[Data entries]
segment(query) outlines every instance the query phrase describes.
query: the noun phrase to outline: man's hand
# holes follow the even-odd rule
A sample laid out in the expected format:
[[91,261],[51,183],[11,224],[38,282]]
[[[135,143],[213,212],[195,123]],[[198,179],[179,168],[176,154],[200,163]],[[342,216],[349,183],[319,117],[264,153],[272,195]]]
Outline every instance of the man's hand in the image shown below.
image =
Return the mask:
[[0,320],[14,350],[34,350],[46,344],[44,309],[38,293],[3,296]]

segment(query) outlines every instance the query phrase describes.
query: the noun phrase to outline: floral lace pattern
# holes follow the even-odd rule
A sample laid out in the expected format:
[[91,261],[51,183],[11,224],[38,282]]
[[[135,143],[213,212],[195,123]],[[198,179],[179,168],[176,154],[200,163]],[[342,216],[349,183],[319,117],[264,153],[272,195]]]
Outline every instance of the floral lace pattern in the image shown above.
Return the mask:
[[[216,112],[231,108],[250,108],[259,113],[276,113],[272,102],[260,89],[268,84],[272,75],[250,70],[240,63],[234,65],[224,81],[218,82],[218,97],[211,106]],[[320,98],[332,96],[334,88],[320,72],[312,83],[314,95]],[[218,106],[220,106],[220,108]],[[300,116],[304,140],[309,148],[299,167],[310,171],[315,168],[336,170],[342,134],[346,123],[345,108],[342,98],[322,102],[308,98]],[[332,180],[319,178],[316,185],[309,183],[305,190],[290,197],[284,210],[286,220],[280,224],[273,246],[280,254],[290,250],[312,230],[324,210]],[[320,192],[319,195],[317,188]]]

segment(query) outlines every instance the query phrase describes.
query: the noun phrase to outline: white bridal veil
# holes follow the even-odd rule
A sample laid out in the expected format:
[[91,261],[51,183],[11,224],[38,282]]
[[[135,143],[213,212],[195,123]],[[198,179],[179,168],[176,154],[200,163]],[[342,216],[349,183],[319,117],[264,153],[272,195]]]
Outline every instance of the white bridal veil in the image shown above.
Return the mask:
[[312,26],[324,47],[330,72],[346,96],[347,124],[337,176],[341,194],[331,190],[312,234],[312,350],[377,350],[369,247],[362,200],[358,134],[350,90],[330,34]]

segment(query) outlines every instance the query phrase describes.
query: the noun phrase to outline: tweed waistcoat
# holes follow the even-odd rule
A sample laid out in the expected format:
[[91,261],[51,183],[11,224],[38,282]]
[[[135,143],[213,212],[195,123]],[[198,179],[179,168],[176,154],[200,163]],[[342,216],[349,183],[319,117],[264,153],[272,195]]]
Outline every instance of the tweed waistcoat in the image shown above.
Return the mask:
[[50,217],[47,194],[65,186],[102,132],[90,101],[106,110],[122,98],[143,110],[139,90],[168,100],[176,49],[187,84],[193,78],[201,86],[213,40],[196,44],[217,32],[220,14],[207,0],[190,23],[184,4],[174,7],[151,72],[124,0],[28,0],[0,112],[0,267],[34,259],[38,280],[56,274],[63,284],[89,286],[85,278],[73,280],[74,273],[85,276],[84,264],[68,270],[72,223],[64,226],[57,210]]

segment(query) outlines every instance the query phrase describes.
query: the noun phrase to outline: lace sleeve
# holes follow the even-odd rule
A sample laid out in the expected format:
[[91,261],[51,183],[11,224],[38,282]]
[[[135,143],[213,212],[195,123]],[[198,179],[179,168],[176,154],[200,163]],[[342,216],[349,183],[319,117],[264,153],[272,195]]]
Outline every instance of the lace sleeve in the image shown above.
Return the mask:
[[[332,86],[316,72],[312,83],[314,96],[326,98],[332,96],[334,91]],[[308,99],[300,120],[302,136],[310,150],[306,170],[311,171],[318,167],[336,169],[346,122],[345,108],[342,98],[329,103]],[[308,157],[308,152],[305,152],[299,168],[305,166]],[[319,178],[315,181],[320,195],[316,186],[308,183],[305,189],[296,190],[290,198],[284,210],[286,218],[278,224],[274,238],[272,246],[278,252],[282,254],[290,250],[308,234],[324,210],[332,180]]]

* _What you are asked to do_:
Can you duplicate the data entries above word for word, from their very start through the line that contains "[[0,320],[14,350],[34,350],[46,344],[44,309],[38,293],[3,296]]", including both of those lines?

* _Task result_:
segment(query) outlines every instance the query phrase describes.
query: the noun phrase to outline: man's hand
# holes follow the even-odd rule
A sample laid out in the expected format:
[[91,261],[51,183],[11,224],[38,282]]
[[[135,143],[213,212],[195,123]],[[198,179],[179,168],[176,154],[200,163]],[[342,216],[349,183],[319,117],[264,153],[272,195]]]
Outline every instance of the man's hand in the image shown below.
image =
Return the mask:
[[0,320],[14,350],[34,350],[46,344],[44,309],[38,293],[3,296]]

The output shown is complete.